Exercise description: Update the passage on STD program cuts, giving everything from "A December survey" down to "hepatitis and tuberculosis." again with "disease trackers" changed to "disease investigators".

“It’s really quite concerning,” Laura Bachmann, acting director of the CDC’s STD office, told POLITICO. “We need to do things differently. We need more investment in infrastructure, innovation, treatment, diagnosis, prevention — there’s a lot of work to be done.”
But public health experts worry they won’t have adequate resources to do that work given ongoing gridlock over this year’s budget on Capitol Hill and a possible $400 million cut to disease investigators if Congress abides by a spending agreement it reached with President Joe Biden last year whenever it passes fiscal 2024 appropriations legislation.
That deal remains up in the air after Congress kicked the can until early March to allow more time for budget negotiations, but House Speaker Mike Johnson and Senate Majority Leader Chuck Schumer have indicated that they largely plan to stick with the previous deal and, if anything, there will be additional cuts to government programs.
A December survey by the National Coalition of STD Directors found that those cuts — if they take effect — would force public health departments to lay off more than 800 disease trackers in 2024 and another 190 in 2025. The job losses, the group says, would mean fewer people helping patients use the HIV prevention medication PrEP, testing for STDs and referring people for treatment, contact tracing, and working on outbreaks of other infections like viral hepatitis and tuberculosis.
“We know that the disease intervention specialists have an important role in controlling syphilis — not just the contact tracing and partner services piece, but also they really know the community,” said Bachmann. “They understand the culture. So that’s going to be even more challenging now.”

Records supplied:
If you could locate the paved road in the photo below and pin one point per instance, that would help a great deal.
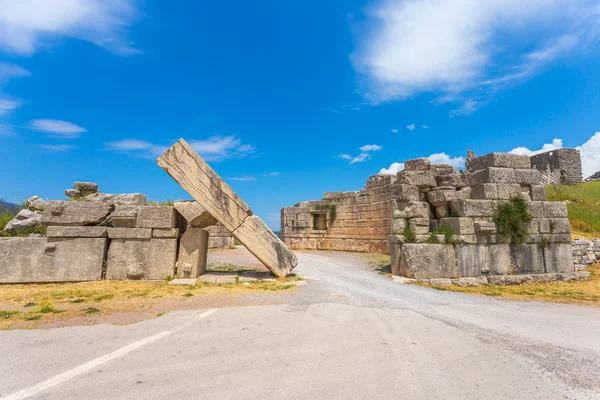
(349, 333)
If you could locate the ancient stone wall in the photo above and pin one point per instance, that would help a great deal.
(350, 221)
(560, 166)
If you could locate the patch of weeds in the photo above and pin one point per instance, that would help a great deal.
(511, 220)
(103, 297)
(47, 306)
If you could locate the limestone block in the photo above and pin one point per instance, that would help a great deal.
(537, 193)
(527, 258)
(141, 259)
(419, 225)
(418, 164)
(204, 185)
(403, 192)
(43, 259)
(412, 209)
(265, 246)
(417, 178)
(75, 213)
(502, 160)
(124, 218)
(193, 251)
(156, 217)
(494, 175)
(473, 208)
(426, 261)
(460, 225)
(77, 231)
(161, 233)
(195, 214)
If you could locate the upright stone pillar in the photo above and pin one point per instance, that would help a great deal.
(193, 251)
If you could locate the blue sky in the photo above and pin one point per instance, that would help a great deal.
(286, 100)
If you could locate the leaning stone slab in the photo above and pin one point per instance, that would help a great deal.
(152, 259)
(28, 260)
(75, 213)
(211, 192)
(195, 214)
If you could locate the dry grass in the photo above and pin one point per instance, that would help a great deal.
(31, 306)
(582, 292)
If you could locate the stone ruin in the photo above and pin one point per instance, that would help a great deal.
(424, 198)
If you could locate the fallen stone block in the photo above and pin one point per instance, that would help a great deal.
(75, 213)
(156, 217)
(40, 259)
(428, 261)
(151, 259)
(502, 160)
(77, 231)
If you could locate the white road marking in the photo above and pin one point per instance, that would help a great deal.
(83, 368)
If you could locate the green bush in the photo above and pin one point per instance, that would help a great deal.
(511, 220)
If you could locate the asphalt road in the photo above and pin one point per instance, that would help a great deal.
(349, 333)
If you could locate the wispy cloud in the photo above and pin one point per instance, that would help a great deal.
(216, 148)
(63, 129)
(27, 25)
(466, 49)
(58, 147)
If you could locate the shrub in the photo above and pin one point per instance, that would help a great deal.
(511, 220)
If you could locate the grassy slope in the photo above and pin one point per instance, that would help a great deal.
(584, 207)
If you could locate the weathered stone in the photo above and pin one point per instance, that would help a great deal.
(428, 261)
(193, 251)
(195, 214)
(502, 160)
(417, 178)
(36, 203)
(124, 218)
(141, 259)
(162, 233)
(473, 208)
(43, 259)
(156, 217)
(418, 164)
(75, 213)
(265, 246)
(77, 231)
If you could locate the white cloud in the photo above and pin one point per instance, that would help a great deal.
(449, 47)
(437, 158)
(26, 25)
(8, 106)
(370, 147)
(393, 169)
(590, 155)
(524, 151)
(64, 129)
(216, 148)
(57, 147)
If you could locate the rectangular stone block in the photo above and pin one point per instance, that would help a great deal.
(494, 175)
(460, 225)
(160, 233)
(77, 231)
(473, 208)
(76, 213)
(156, 217)
(29, 259)
(502, 160)
(426, 261)
(151, 259)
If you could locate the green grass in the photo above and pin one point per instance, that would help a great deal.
(583, 203)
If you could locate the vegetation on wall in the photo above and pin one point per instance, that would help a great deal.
(511, 220)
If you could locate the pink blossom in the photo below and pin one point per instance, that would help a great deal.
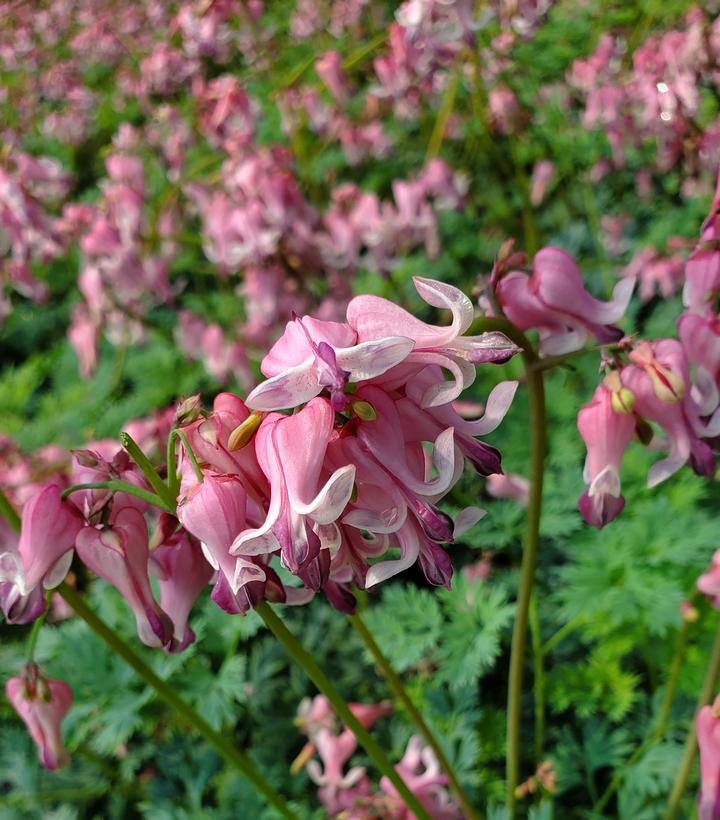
(374, 318)
(42, 703)
(607, 427)
(554, 301)
(47, 536)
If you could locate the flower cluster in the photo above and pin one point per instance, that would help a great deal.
(322, 494)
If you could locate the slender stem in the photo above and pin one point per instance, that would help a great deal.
(538, 678)
(438, 133)
(122, 487)
(688, 758)
(8, 512)
(309, 665)
(191, 455)
(220, 743)
(538, 443)
(171, 465)
(400, 692)
(150, 473)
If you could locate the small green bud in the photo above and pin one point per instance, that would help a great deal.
(364, 410)
(244, 432)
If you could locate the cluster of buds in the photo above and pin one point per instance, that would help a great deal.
(350, 794)
(359, 467)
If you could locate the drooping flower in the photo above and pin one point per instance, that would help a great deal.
(375, 318)
(42, 703)
(44, 550)
(554, 301)
(606, 426)
(119, 554)
(709, 582)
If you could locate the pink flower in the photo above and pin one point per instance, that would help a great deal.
(375, 318)
(607, 426)
(502, 485)
(709, 583)
(302, 513)
(214, 511)
(659, 380)
(313, 355)
(182, 572)
(707, 729)
(42, 703)
(554, 301)
(119, 554)
(47, 536)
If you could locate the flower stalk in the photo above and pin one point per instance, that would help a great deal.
(400, 692)
(706, 696)
(220, 743)
(311, 668)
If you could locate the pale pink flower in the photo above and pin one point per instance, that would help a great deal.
(42, 703)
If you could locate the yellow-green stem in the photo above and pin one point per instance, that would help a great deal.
(309, 665)
(219, 742)
(400, 692)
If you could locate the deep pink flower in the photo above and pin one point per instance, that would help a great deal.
(291, 451)
(182, 572)
(554, 301)
(660, 382)
(420, 770)
(44, 551)
(313, 355)
(42, 703)
(709, 582)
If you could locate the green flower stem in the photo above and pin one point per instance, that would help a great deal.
(219, 742)
(123, 487)
(660, 726)
(538, 443)
(150, 473)
(309, 665)
(683, 774)
(438, 133)
(538, 678)
(8, 512)
(35, 632)
(400, 692)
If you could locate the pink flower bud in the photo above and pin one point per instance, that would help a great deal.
(42, 703)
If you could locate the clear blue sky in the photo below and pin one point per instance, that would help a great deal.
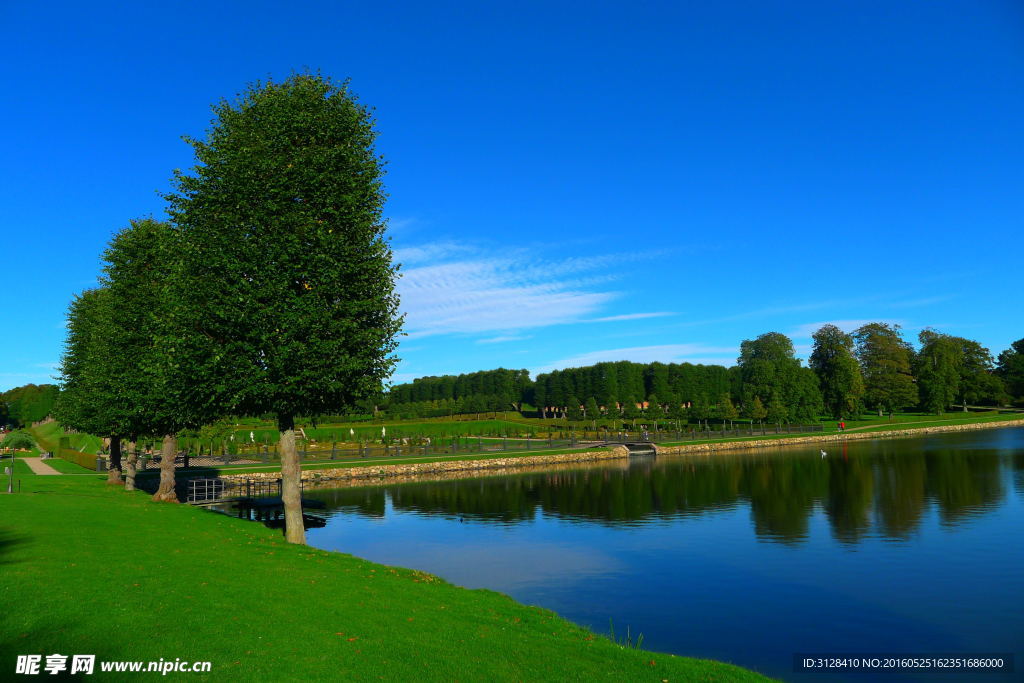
(569, 182)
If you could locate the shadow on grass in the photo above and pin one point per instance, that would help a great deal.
(8, 542)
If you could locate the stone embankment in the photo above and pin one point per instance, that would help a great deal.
(439, 469)
(494, 466)
(820, 438)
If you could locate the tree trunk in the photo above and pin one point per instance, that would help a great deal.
(114, 473)
(168, 451)
(130, 463)
(291, 475)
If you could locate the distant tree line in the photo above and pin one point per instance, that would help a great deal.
(871, 369)
(269, 291)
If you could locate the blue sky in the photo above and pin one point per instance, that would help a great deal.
(569, 182)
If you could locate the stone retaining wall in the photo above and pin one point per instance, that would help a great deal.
(435, 468)
(817, 438)
(494, 466)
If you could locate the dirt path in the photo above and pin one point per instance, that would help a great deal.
(38, 466)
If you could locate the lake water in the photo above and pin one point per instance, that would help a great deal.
(904, 546)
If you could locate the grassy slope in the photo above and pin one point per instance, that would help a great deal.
(374, 462)
(130, 579)
(48, 435)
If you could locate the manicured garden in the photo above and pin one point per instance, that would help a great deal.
(92, 569)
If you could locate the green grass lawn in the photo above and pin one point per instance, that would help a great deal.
(336, 464)
(48, 435)
(89, 568)
(67, 467)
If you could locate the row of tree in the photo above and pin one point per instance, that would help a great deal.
(872, 368)
(271, 289)
(876, 368)
(23, 406)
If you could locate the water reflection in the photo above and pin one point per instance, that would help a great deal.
(902, 546)
(883, 489)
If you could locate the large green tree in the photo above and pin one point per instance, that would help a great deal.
(1011, 369)
(770, 371)
(886, 364)
(138, 271)
(938, 369)
(287, 278)
(92, 375)
(839, 375)
(978, 383)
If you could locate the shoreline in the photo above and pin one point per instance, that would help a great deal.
(456, 469)
(682, 449)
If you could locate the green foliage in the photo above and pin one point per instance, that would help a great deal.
(776, 412)
(25, 404)
(838, 371)
(1011, 369)
(654, 410)
(631, 411)
(938, 370)
(18, 439)
(726, 410)
(770, 372)
(757, 410)
(886, 365)
(93, 369)
(138, 272)
(293, 309)
(507, 388)
(572, 411)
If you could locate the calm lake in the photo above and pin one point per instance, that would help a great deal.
(905, 546)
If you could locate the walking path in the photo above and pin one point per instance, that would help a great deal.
(38, 466)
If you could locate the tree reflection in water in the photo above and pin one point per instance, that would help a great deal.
(882, 488)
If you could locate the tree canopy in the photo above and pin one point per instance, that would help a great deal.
(287, 281)
(834, 363)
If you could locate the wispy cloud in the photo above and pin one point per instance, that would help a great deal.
(914, 303)
(462, 289)
(696, 353)
(505, 338)
(428, 253)
(629, 316)
(807, 330)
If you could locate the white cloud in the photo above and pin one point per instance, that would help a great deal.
(913, 303)
(427, 253)
(695, 353)
(508, 293)
(629, 316)
(498, 340)
(807, 330)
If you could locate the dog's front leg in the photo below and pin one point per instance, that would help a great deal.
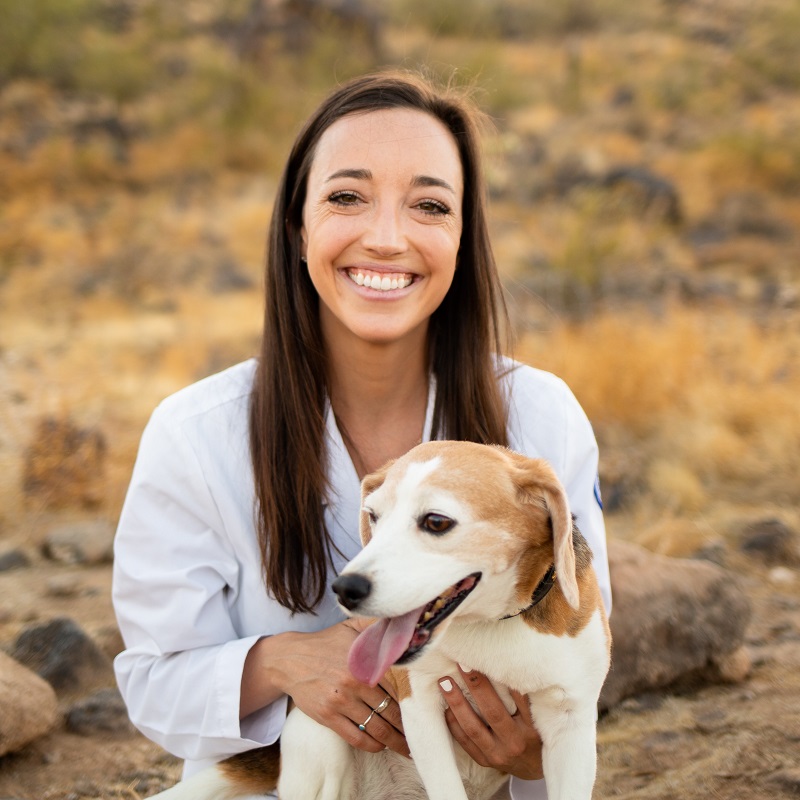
(569, 753)
(316, 764)
(431, 744)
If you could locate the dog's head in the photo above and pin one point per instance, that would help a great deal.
(452, 529)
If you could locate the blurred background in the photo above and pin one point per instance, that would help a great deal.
(644, 177)
(644, 172)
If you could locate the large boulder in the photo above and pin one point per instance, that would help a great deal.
(65, 656)
(674, 620)
(28, 706)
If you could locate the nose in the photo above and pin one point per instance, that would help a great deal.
(384, 235)
(351, 589)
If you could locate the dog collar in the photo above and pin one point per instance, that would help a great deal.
(545, 585)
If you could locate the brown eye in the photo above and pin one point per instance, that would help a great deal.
(436, 523)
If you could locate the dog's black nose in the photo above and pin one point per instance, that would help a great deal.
(351, 589)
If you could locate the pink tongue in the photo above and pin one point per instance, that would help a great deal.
(380, 645)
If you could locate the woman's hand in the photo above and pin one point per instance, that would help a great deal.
(312, 669)
(501, 740)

Written answer:
A December survey by the National Coalition of STD Directors found that those cuts — if they take effect — would force public health departments to lay off more than 800 disease investigators in 2024 and another 190 in 2025. The job losses, the group says, would mean fewer people helping patients use the HIV prevention medication PrEP, testing for STDs and referring people for treatment, contact tracing, and working on outbreaks of other infections like viral hepatitis and tuberculosis.